> [WHAT NEEDS TO BE DONE]:
Resume the ClickHouse Keeper storage thread from the point where it stops.

> [SUPPLIED PASSAGE]:
Altinity/clickhouse-operator

Clickhousekeeperinstallation dont have dedicated data volume (PVC)

meektechie opened this issue · 13 comments

Clickhousekeeperinstallation dont have dedicated data volume (PVC) and it uses Overlay volume when pod rotated It lost the clickhouse metadata. Is there a particular reason for running the clickhousekeeper pods without dedicated volumes?
Screenshot 2024-11-19 at 2 45 59 PM

Error:
last_error_message: Table is in readonly mode since table metadata was not found in zookeeper:

Hi! Try to add dataVolumeClaimTemplate: default here:

...
  defaults:
    templates:
      # Templates are specified as default for all clusters
      podTemplate: default
+     dataVolumeClaimTemplate: default

  templates:
    podTemplates:
...

@bakavets Got below response. my operator chart version is 0.23.7

Error from server (BadRequest): error when creating "chk.yaml": ClickHouseKeeperInstallation in version "v1" cannot be handled as a ClickHouseKeeperInstallation: strict decoding error: unknown field "spec.defaults"

Slach commented

@meektechie upgrade your CRDS separatelly if you use helm, and upgrade operator helm chart to 0.24.0

  kubectl apply -f https://github.com/Altinity/clickhouse-operator/raw/master/deploy/helm/clickhouse-operator/crds/CustomResourceDefinition-clickhouseinstallations.clickhouse.altinity.com.yaml
  kubectl apply -f https://github.com/Altinity/clickhouse-operator/raw/master/deploy/helm/clickhouse-operator/crds/CustomResourceDefinition-clickhouseinstallationtemplates.clickhouse.altinity.com.yaml
  kubectl apply -f https://github.com/Altinity/clickhouse-operator/raw/master/deploy/helm/clickhouse-operator/crds/CustomResourceDefinition-clickhouseoperatorconfigurations.clickhouse.altinity.com.yaml
  kubectl apply -f https://github.com/Altinity/clickhouse-operator/raw/master/deploy/helm/clickhouse-operator/crds/CustomResourceDefinition-clickhousekeeperinstallations.clickhouse-keeper.altinity.com.yaml

DO NOT use CHK with operator 0.23.7. It was experimental in that release (as stated in release notes). The GA support is in 0.24.x, and it is not-compatible with a previous version. See migration guide, it is not trivial to migrate: https://github.com/Altinity/clickhouse-operator/blob/master/docs/keeper_migration_from_23_to_24.md

@alex-zaitsev Whether the CRD having a facility of using private images?. With the previous CRD we had it.

Slach commented

@meektechie did you try

apiVersion: v1
kind: Secret
metadata:
  name: my-registry-secret
type: kubernetes.io/dockerconfigjson
stringData:
  .dockerconfigjson: |
    {
      "auths": {
        "<registry-url>": {
          "username": "<your-username>",
          "password": "<your-password>",
          "email": "<your-email>",
          "auth": "<base64-encoded-credentials>"

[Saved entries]
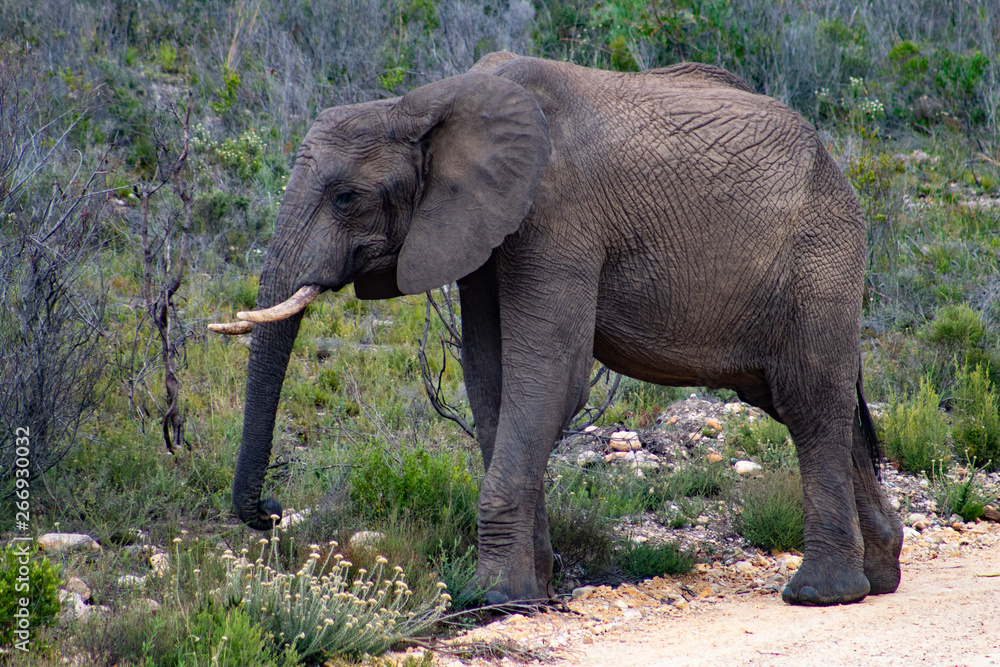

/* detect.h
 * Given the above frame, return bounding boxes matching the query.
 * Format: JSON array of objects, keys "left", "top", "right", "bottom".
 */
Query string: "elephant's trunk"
[{"left": 233, "top": 267, "right": 302, "bottom": 530}]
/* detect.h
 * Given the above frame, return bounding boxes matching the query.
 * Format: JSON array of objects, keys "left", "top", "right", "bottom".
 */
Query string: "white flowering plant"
[{"left": 220, "top": 535, "right": 451, "bottom": 659}]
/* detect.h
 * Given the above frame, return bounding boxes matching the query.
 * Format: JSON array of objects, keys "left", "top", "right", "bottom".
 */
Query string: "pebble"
[
  {"left": 129, "top": 598, "right": 160, "bottom": 614},
  {"left": 37, "top": 533, "right": 101, "bottom": 551},
  {"left": 733, "top": 461, "right": 764, "bottom": 476},
  {"left": 608, "top": 431, "right": 642, "bottom": 452},
  {"left": 64, "top": 577, "right": 91, "bottom": 602},
  {"left": 149, "top": 553, "right": 170, "bottom": 577},
  {"left": 118, "top": 574, "right": 146, "bottom": 588}
]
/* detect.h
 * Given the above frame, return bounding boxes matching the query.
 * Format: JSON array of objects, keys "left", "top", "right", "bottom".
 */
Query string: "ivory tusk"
[
  {"left": 236, "top": 285, "right": 323, "bottom": 323},
  {"left": 208, "top": 322, "right": 253, "bottom": 336}
]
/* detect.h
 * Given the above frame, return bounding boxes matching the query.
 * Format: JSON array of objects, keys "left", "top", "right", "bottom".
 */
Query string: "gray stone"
[
  {"left": 64, "top": 577, "right": 91, "bottom": 602},
  {"left": 37, "top": 533, "right": 101, "bottom": 552}
]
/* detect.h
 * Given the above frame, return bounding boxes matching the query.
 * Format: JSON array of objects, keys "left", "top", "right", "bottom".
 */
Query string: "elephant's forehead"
[{"left": 306, "top": 101, "right": 391, "bottom": 149}]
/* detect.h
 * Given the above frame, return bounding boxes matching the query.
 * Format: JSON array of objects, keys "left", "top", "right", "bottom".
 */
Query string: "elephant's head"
[{"left": 213, "top": 72, "right": 549, "bottom": 530}]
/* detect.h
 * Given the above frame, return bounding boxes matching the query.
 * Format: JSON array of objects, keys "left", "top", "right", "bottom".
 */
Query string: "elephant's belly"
[{"left": 594, "top": 326, "right": 771, "bottom": 409}]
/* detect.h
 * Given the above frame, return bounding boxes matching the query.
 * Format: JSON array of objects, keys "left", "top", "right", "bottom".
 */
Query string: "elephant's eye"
[{"left": 333, "top": 190, "right": 358, "bottom": 212}]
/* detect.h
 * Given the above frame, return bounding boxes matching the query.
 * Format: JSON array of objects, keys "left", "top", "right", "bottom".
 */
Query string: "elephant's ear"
[{"left": 396, "top": 72, "right": 549, "bottom": 294}]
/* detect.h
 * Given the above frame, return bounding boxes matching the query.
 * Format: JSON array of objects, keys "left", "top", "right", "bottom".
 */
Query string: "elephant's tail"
[{"left": 858, "top": 360, "right": 885, "bottom": 479}]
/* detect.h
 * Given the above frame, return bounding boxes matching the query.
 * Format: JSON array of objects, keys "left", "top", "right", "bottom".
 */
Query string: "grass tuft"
[{"left": 733, "top": 470, "right": 805, "bottom": 551}]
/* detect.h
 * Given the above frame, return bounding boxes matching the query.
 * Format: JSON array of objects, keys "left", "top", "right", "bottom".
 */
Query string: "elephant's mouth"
[{"left": 208, "top": 284, "right": 324, "bottom": 336}]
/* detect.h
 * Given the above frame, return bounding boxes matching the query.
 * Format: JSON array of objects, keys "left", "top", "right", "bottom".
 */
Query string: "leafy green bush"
[
  {"left": 933, "top": 465, "right": 994, "bottom": 522},
  {"left": 0, "top": 542, "right": 59, "bottom": 650},
  {"left": 733, "top": 470, "right": 805, "bottom": 551},
  {"left": 952, "top": 366, "right": 1000, "bottom": 472},
  {"left": 883, "top": 378, "right": 951, "bottom": 474},
  {"left": 618, "top": 542, "right": 694, "bottom": 579}
]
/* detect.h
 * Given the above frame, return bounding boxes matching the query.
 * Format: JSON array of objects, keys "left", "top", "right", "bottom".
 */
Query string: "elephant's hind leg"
[
  {"left": 774, "top": 370, "right": 870, "bottom": 605},
  {"left": 851, "top": 404, "right": 903, "bottom": 595}
]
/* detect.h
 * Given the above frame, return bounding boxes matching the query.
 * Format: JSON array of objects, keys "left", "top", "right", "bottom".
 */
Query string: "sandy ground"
[
  {"left": 572, "top": 548, "right": 1000, "bottom": 667},
  {"left": 416, "top": 522, "right": 1000, "bottom": 667}
]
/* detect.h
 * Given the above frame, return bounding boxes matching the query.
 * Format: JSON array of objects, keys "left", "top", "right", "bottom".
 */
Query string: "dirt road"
[
  {"left": 576, "top": 549, "right": 1000, "bottom": 667},
  {"left": 441, "top": 523, "right": 1000, "bottom": 667}
]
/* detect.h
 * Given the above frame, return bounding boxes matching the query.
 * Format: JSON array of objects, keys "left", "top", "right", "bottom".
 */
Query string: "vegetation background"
[{"left": 0, "top": 0, "right": 1000, "bottom": 665}]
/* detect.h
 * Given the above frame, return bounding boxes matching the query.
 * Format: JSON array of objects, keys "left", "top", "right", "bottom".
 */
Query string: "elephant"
[{"left": 215, "top": 52, "right": 902, "bottom": 605}]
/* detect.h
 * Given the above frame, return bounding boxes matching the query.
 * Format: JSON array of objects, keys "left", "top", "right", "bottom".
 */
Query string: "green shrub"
[
  {"left": 549, "top": 503, "right": 615, "bottom": 574},
  {"left": 223, "top": 537, "right": 451, "bottom": 661},
  {"left": 647, "top": 459, "right": 735, "bottom": 510},
  {"left": 431, "top": 538, "right": 485, "bottom": 611},
  {"left": 348, "top": 443, "right": 479, "bottom": 524},
  {"left": 932, "top": 465, "right": 994, "bottom": 522},
  {"left": 726, "top": 417, "right": 797, "bottom": 467},
  {"left": 0, "top": 542, "right": 59, "bottom": 650},
  {"left": 733, "top": 470, "right": 804, "bottom": 551},
  {"left": 952, "top": 366, "right": 1000, "bottom": 472},
  {"left": 618, "top": 542, "right": 694, "bottom": 579},
  {"left": 186, "top": 605, "right": 298, "bottom": 667},
  {"left": 884, "top": 377, "right": 951, "bottom": 474}
]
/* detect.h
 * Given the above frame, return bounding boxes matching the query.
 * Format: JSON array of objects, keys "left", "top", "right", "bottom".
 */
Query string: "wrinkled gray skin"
[{"left": 233, "top": 53, "right": 902, "bottom": 605}]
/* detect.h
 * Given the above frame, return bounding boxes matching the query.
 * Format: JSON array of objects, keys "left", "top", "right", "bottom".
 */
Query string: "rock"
[
  {"left": 129, "top": 598, "right": 160, "bottom": 614},
  {"left": 149, "top": 553, "right": 170, "bottom": 577},
  {"left": 37, "top": 533, "right": 101, "bottom": 551},
  {"left": 59, "top": 590, "right": 90, "bottom": 624},
  {"left": 698, "top": 586, "right": 718, "bottom": 599},
  {"left": 279, "top": 509, "right": 309, "bottom": 530},
  {"left": 347, "top": 530, "right": 385, "bottom": 551},
  {"left": 733, "top": 461, "right": 764, "bottom": 477},
  {"left": 778, "top": 554, "right": 802, "bottom": 574},
  {"left": 64, "top": 577, "right": 91, "bottom": 602},
  {"left": 118, "top": 574, "right": 146, "bottom": 588},
  {"left": 608, "top": 431, "right": 642, "bottom": 452}
]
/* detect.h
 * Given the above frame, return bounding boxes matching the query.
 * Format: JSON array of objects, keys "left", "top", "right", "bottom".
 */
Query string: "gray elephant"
[{"left": 216, "top": 53, "right": 902, "bottom": 605}]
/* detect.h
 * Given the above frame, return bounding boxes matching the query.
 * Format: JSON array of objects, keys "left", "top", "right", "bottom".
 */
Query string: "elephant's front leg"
[{"left": 477, "top": 290, "right": 593, "bottom": 603}]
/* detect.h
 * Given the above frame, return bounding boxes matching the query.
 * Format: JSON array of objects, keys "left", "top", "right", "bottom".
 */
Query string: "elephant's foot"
[
  {"left": 861, "top": 516, "right": 903, "bottom": 595},
  {"left": 781, "top": 560, "right": 871, "bottom": 606},
  {"left": 472, "top": 566, "right": 550, "bottom": 604}
]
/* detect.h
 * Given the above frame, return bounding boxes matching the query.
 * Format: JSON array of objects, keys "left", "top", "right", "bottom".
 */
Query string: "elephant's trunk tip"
[{"left": 237, "top": 498, "right": 284, "bottom": 531}]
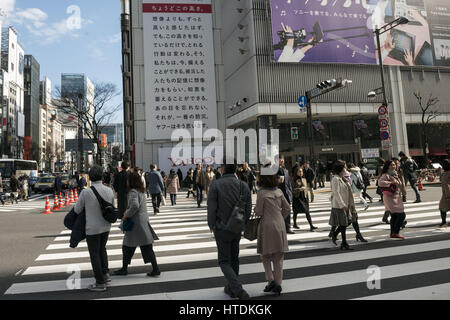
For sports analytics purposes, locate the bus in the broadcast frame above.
[0,159,38,185]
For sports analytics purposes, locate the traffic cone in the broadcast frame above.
[59,192,65,209]
[53,193,59,211]
[418,178,423,191]
[42,196,53,214]
[70,189,75,203]
[65,191,70,207]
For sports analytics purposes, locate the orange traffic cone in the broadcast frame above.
[59,192,65,209]
[65,191,70,207]
[53,194,59,211]
[70,189,75,203]
[42,196,53,214]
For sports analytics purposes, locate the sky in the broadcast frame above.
[0,0,123,122]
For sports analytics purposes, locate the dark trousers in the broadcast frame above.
[391,212,406,234]
[197,186,203,205]
[122,244,159,270]
[362,186,372,201]
[294,212,313,228]
[152,193,162,213]
[86,232,109,284]
[408,179,420,200]
[170,194,177,205]
[214,230,242,296]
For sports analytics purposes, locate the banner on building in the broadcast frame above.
[143,0,217,140]
[270,0,450,66]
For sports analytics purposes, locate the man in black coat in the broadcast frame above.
[304,161,316,202]
[113,161,129,219]
[277,156,295,234]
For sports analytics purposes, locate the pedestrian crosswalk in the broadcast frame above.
[0,194,50,214]
[4,193,450,300]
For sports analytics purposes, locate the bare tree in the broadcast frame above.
[55,82,122,164]
[414,91,441,167]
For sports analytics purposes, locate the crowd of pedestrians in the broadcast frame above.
[60,153,450,299]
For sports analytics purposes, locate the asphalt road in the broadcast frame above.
[0,185,442,299]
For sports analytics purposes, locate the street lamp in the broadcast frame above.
[120,0,135,167]
[369,17,409,107]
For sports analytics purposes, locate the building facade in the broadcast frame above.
[131,0,450,172]
[1,27,25,159]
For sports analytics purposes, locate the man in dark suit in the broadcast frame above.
[277,156,295,234]
[113,161,128,219]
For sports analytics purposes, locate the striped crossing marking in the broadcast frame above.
[4,194,450,300]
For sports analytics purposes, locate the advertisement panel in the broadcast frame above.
[143,0,217,140]
[271,0,450,66]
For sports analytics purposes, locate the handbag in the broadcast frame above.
[244,213,261,241]
[119,218,134,232]
[91,187,119,223]
[381,185,397,196]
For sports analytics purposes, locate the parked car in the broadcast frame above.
[33,176,55,193]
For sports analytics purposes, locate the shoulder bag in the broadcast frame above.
[91,187,119,223]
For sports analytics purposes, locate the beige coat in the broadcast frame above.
[439,171,450,212]
[255,188,291,255]
[166,175,180,194]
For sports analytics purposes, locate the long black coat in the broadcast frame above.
[113,171,128,218]
[292,178,309,213]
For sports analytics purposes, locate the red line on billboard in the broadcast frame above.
[142,3,212,13]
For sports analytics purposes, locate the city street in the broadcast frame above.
[0,184,450,300]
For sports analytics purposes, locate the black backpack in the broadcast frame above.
[91,187,119,223]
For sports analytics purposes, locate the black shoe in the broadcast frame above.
[264,281,277,292]
[341,243,353,250]
[223,285,236,298]
[113,268,128,276]
[331,232,337,246]
[272,285,283,296]
[356,233,368,242]
[237,290,250,300]
[147,269,161,277]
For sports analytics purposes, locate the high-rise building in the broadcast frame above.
[1,27,25,159]
[61,73,95,115]
[24,55,40,160]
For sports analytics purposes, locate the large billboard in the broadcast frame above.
[142,0,217,140]
[271,0,450,66]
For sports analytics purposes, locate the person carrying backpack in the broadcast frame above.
[398,151,422,203]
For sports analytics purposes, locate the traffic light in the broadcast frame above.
[316,79,337,89]
[291,127,298,140]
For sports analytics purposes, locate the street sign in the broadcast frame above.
[298,96,308,110]
[378,106,388,116]
[380,131,391,140]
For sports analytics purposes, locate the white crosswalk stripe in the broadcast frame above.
[0,193,450,300]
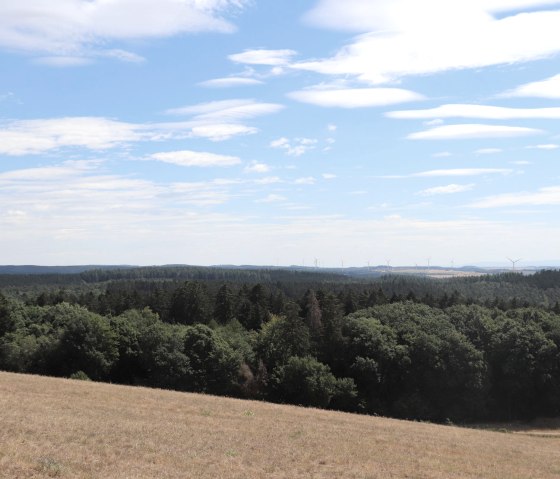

> [TASK OUTPUT]:
        }
      }
    }

---
apiVersion: clickhouse.altinity.com/v1
kind: ClickHouseKeeperInstallation
meta:
 name: custom-image
spec:
  defaults:
    templates:
      podTemplate: private-image
  templates:
    podTemplates:
    - name: private-image
      spec:
        imagePullSecrets:   
        - name: image-pull-secret  
        containers:
        - name: clickhouse
          image: you-registry/repo/clickhouse-server:tag

?

@Slach This is my pod template, with 0.23.7 it was working perfectly but with 0.24.0 it is not working. I went through the CRD but with the CRD also not there,

    podTemplates:
    - metadata:
        creationTimestamp: null
      name: default
      spec:
        containers:
        - image: pvt/clickhouse-keeper:24.3.13.40-alpine
          imagePullPolicy: IfNotPresent
          name: clickhouse-keeper
          resources:
            limits:
              cpu: 500m
              memory: 1Gi
            requests:
              cpu: 200m
              memory: 501Mi
        imagePullSecrets:
        - name: dockerhub
      ------

From STS generated by clickhousekeeprinstallation
spec:
containers:
- env:
- name: CLICKHOUSE_DATA_DIR
value: /var/lib/clickhouse-keeper
image: clickhouse/clickhouse-keeper:latest
imagePullPolicy: Always

Slach commented

@meektechie try 0.24.1, i checked manifest and got

  imagePullSecrets:
  - name: image-pull-secret

as expected

@Slach I hope 0.24.0 the latest release. While trying 0.24.1 it throws me an error.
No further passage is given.